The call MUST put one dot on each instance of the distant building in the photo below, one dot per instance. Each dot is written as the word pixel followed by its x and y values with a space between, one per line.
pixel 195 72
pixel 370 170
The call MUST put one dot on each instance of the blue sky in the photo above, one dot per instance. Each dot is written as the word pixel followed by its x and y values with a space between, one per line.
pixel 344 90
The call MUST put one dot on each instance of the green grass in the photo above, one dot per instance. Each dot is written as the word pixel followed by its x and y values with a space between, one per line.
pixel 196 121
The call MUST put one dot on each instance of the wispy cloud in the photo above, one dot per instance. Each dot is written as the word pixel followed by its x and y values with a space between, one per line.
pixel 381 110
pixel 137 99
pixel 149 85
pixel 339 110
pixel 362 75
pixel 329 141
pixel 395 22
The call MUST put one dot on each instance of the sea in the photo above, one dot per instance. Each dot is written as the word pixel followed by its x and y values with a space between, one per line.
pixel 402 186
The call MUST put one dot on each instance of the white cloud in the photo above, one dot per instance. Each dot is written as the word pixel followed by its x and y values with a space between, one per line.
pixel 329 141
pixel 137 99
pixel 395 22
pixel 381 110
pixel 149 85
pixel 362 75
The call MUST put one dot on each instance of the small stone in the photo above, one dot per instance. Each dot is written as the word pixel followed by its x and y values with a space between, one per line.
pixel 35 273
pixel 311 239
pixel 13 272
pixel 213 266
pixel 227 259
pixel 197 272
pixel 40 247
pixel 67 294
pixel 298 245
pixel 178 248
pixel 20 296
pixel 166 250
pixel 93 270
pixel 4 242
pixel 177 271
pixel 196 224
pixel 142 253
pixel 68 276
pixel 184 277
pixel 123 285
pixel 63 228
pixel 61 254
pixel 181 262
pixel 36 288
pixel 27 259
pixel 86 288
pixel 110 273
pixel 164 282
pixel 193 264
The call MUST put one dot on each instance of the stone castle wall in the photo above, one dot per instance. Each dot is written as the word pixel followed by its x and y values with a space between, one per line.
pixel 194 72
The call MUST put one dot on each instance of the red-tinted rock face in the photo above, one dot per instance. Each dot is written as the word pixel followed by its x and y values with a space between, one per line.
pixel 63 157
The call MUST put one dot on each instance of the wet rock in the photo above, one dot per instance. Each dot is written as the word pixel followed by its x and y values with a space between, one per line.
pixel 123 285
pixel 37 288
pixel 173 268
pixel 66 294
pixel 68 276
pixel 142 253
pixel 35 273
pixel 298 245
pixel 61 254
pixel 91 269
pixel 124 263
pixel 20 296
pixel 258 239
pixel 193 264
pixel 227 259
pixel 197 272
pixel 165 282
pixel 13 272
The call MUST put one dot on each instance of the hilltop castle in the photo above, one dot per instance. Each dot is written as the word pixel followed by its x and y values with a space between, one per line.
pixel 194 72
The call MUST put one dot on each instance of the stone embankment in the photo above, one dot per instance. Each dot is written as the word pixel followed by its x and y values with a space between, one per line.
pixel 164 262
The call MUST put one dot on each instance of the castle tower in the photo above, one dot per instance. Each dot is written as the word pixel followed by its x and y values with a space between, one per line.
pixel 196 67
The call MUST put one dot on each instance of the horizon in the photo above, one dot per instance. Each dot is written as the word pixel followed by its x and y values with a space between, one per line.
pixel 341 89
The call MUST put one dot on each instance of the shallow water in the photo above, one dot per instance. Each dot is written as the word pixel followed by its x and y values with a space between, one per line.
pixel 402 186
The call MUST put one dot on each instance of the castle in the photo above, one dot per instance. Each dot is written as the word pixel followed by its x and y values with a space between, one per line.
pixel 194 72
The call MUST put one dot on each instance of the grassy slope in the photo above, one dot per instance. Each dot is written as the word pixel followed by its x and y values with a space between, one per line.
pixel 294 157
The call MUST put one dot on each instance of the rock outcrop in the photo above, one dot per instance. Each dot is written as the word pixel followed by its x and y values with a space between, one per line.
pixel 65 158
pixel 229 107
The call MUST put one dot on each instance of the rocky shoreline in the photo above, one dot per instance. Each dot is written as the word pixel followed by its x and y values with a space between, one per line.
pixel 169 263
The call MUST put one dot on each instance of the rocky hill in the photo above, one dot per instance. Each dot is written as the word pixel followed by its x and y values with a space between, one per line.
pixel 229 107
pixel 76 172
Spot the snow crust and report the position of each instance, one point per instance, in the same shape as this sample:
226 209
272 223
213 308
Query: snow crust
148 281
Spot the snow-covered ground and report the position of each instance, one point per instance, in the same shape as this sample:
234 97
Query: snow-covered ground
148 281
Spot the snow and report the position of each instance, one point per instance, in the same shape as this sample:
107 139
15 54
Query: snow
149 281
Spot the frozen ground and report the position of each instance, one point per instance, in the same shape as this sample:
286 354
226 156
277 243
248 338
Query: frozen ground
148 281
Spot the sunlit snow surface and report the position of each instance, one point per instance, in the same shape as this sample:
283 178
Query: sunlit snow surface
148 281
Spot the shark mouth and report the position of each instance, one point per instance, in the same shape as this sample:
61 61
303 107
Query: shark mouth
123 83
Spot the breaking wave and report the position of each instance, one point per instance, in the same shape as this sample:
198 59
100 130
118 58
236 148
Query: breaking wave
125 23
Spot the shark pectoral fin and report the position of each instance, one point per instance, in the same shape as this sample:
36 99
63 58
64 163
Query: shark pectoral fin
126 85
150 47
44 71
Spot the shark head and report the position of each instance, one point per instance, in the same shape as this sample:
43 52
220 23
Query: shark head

::::::::::

Prompt
From the listing above, copy all lines holding the word "same".

Your solution
Spot the snow crust and report the position of each instance, one point per instance, in the same shape as this sample:
Spot the snow-covered ground and report the position of each instance, one point per instance, in the same shape as this sample:
Spot the snow and report the position of each instance, one point per instance, in the same shape as this sample:
Spot the frozen ground and report the position of each instance, one point per instance, in the same shape as this sample:
Spot the sunlit snow surface and report the position of each instance, one point per instance, in the same shape as this sample:
Spot the shark mouth and report the position of each instance, one point per instance, in the same shape as this sample:
Spot the breaking wave and report the position of each instance, one point per instance, in the same shape as this sample:
Spot the shark pectoral fin and report the position of each instance, one point per instance, in the same shape as this sample:
Spot the shark head and report the position of each instance, one point per instance, in the same shape as this sample:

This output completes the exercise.